§ Excerpt:
============

Were there any things you did or didn’t do, (or say for that matter), which may have resulted in a different outcome?

BREAK UPS ARE GOOD!

I often say that “break ups happen for the highest good of all concerned,…at least eventually”. (You may or may not subscribe to that belief, but it’s a real truism in my life).

Unfortunately for most of us, we seldom feel that way in the initial hours, days, weeks and sometimes months. Often we can’t see the bigger picture, so we end up spending an exhaustive amount of time staring at the proverbial “closed door” instead of looking at our newly-opened window, metaphorically speaking.

The longer we spend wishing we could win our ex back in some way – the less time we are productively healing, growing, learning in order to make us better people for our next relationship…be that with our ex or someone new who is a better long term fit.

If you’re someone wishing they could reunite with their ex, take a moment, just a moment to picture yourself on down the road, over it. How does that look to you? How does that feel?

After more than eleven years of running soyouvebeendumped.com - I no longer believe in the “One”. I believe we have many soul mates, people we connect with deeply – sometimes romantically, sometimes even just spiritually.

Every relationship is a good one, a success, in my eyes. Even the short lived ones. Even the ones that crashed and burned in a painful fashion – because in each experience is the seed for positive growth if we chose to look at them that way.

I am a firm believer that only those who actually want to get over it, do get over it. Some people will chose to pine for an ex, to almost martyr-proportions. When I was younger, I used to be one of them.

Now though, I am better at letting go with gratitude for the experience. As a result, there is a lot less sadness or drama in my life.

============

§ Dataset records:
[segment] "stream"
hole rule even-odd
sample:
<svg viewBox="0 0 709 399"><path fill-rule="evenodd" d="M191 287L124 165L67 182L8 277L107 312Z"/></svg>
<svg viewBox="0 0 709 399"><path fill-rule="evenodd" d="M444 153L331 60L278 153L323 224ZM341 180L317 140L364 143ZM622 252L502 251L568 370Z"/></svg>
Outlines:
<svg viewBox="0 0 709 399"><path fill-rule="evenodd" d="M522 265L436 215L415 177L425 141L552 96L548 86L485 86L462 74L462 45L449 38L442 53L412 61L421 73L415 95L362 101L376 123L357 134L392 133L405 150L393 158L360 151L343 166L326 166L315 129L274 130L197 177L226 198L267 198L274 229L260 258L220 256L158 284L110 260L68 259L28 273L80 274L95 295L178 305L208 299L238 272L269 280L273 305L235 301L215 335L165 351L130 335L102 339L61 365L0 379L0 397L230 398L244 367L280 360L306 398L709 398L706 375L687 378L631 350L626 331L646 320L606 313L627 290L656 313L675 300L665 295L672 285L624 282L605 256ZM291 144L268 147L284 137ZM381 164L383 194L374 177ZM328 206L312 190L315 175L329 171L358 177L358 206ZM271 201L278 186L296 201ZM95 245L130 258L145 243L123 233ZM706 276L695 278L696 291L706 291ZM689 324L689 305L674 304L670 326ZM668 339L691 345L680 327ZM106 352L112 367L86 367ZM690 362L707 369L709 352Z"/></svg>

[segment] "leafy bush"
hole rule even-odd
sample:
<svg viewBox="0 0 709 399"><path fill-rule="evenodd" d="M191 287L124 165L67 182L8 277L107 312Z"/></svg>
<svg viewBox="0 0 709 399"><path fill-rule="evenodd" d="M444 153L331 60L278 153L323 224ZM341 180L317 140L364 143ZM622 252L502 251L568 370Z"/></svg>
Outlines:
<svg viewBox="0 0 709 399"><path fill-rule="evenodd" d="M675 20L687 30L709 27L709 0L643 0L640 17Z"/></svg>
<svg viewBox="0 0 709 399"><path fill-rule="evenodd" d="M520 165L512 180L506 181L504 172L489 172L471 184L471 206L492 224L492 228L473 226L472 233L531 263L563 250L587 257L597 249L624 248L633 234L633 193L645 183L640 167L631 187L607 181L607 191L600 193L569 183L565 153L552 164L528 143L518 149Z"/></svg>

============

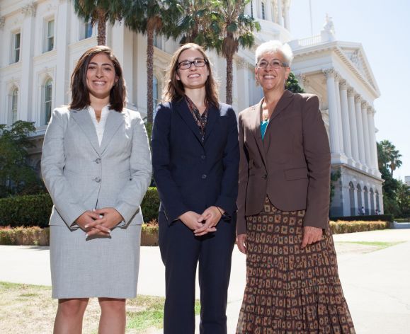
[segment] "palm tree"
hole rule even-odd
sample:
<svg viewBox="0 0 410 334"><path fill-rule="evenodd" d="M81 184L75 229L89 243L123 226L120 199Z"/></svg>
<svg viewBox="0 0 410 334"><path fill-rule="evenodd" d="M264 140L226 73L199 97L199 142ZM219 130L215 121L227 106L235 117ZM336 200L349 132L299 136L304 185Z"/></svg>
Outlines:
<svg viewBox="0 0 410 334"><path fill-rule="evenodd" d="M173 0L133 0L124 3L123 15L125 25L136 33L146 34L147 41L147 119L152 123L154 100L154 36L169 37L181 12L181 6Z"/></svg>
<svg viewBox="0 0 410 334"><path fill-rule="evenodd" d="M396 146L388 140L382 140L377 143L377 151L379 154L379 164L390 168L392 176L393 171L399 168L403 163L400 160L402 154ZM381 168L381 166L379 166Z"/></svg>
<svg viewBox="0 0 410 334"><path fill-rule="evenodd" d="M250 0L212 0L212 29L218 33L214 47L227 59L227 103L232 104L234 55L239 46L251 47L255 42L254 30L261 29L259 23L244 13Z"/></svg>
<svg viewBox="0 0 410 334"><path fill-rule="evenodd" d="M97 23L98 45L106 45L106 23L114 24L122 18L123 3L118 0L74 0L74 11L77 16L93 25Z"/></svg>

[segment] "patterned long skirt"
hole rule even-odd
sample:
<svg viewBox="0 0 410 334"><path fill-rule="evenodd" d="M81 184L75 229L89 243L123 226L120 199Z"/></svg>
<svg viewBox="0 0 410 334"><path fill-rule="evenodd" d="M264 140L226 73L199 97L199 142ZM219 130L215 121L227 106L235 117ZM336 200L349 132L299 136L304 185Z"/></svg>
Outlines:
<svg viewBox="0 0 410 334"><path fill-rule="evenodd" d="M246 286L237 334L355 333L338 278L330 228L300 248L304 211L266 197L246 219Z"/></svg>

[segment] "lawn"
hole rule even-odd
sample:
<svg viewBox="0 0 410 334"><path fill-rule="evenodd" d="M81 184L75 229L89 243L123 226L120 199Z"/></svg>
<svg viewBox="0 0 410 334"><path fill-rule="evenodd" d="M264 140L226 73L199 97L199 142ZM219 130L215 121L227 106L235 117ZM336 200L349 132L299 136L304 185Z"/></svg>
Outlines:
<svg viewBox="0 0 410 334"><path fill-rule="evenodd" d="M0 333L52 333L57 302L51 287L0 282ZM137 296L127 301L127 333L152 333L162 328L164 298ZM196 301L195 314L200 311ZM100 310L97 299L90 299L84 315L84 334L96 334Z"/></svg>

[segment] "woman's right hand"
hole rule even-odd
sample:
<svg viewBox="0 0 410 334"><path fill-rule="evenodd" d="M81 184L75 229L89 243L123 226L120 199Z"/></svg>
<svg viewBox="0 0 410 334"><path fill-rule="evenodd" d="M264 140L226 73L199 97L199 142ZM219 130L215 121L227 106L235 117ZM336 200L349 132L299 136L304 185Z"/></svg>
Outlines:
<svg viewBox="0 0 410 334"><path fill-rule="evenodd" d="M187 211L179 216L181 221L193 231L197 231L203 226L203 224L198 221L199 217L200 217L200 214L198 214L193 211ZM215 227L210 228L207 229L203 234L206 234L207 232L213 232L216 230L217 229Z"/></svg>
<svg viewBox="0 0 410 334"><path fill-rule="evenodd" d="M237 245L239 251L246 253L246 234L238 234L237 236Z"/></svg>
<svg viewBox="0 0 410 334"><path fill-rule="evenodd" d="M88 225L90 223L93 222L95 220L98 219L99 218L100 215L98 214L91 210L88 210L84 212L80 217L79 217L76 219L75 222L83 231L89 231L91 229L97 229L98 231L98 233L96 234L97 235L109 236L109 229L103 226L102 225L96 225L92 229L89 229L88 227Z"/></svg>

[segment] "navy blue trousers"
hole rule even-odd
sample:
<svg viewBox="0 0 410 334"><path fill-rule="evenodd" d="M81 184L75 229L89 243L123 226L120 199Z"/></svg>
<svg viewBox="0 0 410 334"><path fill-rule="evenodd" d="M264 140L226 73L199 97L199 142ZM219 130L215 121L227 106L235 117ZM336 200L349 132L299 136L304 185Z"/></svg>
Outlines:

============

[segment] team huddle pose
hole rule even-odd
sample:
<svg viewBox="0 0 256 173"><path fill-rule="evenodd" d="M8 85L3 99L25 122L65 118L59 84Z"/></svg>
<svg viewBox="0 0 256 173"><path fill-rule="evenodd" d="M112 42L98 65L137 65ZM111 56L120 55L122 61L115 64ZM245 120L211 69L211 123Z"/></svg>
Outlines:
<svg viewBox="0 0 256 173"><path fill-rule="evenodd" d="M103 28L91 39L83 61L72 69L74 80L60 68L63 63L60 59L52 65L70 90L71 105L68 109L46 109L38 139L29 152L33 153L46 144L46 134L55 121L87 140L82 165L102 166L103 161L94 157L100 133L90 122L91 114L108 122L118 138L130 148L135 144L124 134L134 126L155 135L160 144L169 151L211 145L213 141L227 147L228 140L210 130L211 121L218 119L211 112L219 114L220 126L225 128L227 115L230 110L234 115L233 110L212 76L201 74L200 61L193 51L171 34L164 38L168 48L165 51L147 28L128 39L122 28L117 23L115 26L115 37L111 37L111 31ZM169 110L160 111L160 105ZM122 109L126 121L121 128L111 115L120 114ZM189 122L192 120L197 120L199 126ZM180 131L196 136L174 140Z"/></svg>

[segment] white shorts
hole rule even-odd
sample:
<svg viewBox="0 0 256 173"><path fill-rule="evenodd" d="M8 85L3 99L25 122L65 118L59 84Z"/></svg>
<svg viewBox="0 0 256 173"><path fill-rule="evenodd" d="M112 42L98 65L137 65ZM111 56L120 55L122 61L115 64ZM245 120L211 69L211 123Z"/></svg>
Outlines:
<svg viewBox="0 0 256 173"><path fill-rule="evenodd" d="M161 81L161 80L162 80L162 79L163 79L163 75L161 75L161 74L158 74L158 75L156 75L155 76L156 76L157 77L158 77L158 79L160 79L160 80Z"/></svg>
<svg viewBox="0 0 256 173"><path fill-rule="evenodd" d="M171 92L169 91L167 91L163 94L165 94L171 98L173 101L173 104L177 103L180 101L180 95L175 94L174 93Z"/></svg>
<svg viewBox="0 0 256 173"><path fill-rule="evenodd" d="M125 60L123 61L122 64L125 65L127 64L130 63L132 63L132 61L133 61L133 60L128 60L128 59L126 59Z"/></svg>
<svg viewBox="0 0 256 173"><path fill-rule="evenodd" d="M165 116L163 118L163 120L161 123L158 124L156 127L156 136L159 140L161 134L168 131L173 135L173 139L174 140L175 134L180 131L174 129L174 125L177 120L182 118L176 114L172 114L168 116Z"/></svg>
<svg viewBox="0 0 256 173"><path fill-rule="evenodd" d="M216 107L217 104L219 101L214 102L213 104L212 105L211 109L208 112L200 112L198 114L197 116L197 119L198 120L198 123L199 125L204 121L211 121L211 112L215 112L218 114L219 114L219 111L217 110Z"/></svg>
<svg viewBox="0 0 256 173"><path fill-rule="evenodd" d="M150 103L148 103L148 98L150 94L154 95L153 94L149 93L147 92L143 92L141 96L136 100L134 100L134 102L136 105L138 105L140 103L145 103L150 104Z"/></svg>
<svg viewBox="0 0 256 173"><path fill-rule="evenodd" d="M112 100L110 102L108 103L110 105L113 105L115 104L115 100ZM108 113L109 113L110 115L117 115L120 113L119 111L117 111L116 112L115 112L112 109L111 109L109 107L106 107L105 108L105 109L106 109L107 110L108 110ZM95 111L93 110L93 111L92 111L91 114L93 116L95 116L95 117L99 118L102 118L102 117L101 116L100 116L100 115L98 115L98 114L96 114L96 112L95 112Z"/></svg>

============

§ Actions to take:
A: In the text on break ups, for how long has the writer been running soyouvebeendumped.com?
B: List every span of time that the text on break ups names as a time when most of us seldom feel that break ups are good.
C: From the text on break ups, retype the stretch from "The longer we" through "them that way.".

§ Solutions below:
A: More than eleven years.

B: Hours, days, weeks, months

C:
The longer we spend wishing we could win our ex back in some way – the less time we are productively healing, growing, learning in order to make us better people for our next relationship…be that with our ex or someone new who is a better long term fit.

If you’re someone wishing they could reunite with their ex, take a moment, just a moment to picture yourself on down the road, over it. How does that look to you? How does that feel?

After more than eleven years of running soyouvebeendumped.com - I no longer believe in the “One”. I believe we have many soul mates, people we connect with deeply – sometimes romantically, sometimes even just spiritually.

Every relationship is a good one, a success, in my eyes. Even the short lived ones. Even the ones that crashed and burned in a painful fashion – because in each experience is the seed for positive growth if we chose to look at them that way.